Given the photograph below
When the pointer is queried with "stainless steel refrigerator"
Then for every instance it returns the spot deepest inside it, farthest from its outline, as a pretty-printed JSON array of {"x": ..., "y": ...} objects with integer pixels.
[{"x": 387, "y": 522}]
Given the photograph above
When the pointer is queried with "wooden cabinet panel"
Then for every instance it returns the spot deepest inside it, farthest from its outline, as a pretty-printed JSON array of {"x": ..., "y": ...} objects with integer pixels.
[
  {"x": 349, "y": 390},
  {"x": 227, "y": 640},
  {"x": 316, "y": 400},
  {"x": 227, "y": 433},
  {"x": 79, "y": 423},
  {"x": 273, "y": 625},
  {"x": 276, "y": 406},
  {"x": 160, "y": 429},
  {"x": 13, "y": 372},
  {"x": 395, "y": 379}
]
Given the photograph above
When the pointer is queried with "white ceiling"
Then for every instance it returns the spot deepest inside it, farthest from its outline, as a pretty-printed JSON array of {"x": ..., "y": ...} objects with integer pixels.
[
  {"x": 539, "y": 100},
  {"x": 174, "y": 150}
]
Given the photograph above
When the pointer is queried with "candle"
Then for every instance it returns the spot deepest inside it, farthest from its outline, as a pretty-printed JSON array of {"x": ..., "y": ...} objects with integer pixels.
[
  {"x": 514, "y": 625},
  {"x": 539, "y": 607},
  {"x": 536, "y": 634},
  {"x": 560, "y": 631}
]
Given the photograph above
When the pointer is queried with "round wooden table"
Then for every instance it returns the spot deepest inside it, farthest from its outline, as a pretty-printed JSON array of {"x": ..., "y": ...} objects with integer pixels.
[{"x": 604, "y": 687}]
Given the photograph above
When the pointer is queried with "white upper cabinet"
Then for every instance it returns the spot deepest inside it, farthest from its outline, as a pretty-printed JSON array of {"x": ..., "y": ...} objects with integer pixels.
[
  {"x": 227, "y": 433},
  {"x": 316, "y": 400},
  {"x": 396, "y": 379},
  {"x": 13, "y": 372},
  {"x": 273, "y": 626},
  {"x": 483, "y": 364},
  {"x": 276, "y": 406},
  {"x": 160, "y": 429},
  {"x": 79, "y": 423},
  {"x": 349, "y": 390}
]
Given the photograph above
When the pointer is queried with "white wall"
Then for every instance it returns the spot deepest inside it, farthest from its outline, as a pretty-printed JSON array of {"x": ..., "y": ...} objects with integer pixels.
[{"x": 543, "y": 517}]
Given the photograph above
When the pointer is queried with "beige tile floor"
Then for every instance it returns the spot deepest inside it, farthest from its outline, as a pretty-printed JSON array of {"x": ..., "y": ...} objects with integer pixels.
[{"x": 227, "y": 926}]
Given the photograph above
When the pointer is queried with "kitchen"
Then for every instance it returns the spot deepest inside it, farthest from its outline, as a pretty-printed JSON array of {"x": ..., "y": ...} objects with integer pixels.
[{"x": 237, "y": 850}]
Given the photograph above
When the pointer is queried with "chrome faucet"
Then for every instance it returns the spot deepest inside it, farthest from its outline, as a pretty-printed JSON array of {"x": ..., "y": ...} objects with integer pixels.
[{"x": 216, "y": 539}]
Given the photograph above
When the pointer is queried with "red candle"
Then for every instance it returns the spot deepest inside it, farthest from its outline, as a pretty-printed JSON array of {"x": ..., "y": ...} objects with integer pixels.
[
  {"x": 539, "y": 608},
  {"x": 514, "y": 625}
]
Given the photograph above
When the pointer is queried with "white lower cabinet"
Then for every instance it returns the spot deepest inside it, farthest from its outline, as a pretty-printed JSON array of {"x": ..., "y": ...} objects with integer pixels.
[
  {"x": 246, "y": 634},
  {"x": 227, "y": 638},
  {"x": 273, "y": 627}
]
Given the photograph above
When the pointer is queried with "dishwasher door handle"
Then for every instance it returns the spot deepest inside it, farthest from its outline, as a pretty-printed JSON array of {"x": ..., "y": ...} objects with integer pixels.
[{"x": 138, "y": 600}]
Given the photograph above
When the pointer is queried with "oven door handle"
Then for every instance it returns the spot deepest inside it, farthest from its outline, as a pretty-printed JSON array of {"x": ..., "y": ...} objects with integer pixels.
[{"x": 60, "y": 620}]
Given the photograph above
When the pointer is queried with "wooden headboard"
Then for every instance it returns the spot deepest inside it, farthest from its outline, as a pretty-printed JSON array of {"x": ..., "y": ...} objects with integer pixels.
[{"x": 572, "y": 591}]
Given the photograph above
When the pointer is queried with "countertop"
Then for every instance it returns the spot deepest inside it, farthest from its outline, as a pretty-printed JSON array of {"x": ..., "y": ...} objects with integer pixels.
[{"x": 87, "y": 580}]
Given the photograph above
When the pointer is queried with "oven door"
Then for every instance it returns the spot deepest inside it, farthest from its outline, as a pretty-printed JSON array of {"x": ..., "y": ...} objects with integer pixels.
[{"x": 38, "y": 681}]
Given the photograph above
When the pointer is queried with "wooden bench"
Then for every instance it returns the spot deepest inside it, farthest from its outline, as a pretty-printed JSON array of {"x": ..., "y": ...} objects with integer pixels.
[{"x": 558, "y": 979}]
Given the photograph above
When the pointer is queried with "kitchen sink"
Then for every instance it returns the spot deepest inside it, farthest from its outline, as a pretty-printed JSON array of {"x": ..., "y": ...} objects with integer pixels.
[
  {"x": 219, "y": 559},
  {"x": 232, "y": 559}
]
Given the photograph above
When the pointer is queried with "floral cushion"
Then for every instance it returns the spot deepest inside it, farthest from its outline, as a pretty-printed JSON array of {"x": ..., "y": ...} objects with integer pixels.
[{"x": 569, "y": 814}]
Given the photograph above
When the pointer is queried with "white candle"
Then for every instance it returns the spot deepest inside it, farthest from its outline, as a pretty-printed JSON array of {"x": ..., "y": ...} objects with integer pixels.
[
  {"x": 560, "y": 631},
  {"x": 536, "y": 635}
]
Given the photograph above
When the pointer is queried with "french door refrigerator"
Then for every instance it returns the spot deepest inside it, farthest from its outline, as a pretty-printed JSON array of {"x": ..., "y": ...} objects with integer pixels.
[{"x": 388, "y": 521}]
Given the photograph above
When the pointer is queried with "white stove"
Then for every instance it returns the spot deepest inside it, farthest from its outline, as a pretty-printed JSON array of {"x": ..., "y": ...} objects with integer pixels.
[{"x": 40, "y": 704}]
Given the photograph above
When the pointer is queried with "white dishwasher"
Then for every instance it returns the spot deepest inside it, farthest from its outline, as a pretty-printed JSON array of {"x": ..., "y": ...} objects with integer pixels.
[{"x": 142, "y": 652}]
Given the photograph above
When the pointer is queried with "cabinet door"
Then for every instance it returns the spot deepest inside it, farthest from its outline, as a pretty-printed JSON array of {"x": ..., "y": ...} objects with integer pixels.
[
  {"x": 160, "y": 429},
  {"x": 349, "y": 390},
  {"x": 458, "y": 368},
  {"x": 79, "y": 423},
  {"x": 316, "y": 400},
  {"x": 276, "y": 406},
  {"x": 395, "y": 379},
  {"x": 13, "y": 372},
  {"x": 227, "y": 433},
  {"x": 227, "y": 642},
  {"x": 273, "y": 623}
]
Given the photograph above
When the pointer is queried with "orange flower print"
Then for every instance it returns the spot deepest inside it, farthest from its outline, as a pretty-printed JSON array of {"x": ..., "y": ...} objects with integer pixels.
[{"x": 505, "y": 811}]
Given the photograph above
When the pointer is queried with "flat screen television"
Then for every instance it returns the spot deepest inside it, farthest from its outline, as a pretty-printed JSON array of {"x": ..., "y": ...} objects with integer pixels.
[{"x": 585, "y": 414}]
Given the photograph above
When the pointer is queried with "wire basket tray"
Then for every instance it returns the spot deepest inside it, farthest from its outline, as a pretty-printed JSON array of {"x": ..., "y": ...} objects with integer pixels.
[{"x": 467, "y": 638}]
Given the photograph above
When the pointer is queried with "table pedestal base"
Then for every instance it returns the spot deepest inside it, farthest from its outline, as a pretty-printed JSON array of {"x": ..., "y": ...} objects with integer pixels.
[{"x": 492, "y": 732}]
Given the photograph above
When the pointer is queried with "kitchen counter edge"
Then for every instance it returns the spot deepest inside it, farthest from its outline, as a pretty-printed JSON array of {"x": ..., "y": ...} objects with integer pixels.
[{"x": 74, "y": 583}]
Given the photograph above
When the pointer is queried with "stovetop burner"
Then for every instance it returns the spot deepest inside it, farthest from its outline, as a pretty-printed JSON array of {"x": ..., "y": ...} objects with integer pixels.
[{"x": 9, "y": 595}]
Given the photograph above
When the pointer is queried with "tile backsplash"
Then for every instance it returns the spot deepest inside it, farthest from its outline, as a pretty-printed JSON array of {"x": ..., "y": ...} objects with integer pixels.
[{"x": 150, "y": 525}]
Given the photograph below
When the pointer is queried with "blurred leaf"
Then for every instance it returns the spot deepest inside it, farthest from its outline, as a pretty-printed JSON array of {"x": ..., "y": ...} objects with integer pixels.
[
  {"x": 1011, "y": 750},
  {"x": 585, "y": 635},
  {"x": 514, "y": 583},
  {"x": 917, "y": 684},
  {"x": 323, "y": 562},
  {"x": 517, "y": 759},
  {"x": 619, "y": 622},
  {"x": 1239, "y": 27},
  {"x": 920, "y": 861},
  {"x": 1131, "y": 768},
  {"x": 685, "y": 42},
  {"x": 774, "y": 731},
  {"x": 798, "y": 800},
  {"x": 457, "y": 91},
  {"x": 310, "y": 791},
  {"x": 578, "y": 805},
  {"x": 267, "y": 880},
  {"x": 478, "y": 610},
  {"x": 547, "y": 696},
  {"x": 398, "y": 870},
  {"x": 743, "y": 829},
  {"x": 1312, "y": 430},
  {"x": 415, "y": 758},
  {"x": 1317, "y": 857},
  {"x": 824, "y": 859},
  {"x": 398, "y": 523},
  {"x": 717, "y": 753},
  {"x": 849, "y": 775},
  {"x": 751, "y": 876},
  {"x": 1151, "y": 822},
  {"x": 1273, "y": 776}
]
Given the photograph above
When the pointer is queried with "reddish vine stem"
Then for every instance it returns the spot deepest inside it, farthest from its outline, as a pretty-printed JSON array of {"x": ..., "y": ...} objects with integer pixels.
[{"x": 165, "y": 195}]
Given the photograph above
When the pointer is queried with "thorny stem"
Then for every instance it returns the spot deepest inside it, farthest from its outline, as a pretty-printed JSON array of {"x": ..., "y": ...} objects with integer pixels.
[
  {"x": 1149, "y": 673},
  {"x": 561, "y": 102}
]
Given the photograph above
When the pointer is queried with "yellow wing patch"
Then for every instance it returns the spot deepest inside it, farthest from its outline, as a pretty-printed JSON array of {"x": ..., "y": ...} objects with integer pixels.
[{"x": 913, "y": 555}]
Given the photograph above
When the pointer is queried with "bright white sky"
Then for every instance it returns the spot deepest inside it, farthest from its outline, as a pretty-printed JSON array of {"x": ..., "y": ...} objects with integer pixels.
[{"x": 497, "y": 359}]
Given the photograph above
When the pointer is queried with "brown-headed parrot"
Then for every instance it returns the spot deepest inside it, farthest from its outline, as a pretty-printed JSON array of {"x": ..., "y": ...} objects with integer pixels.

= Exercise prompt =
Tally up the lines above in which "stem" occurs. Give the result as a bare number.

= Result of this exercise =
2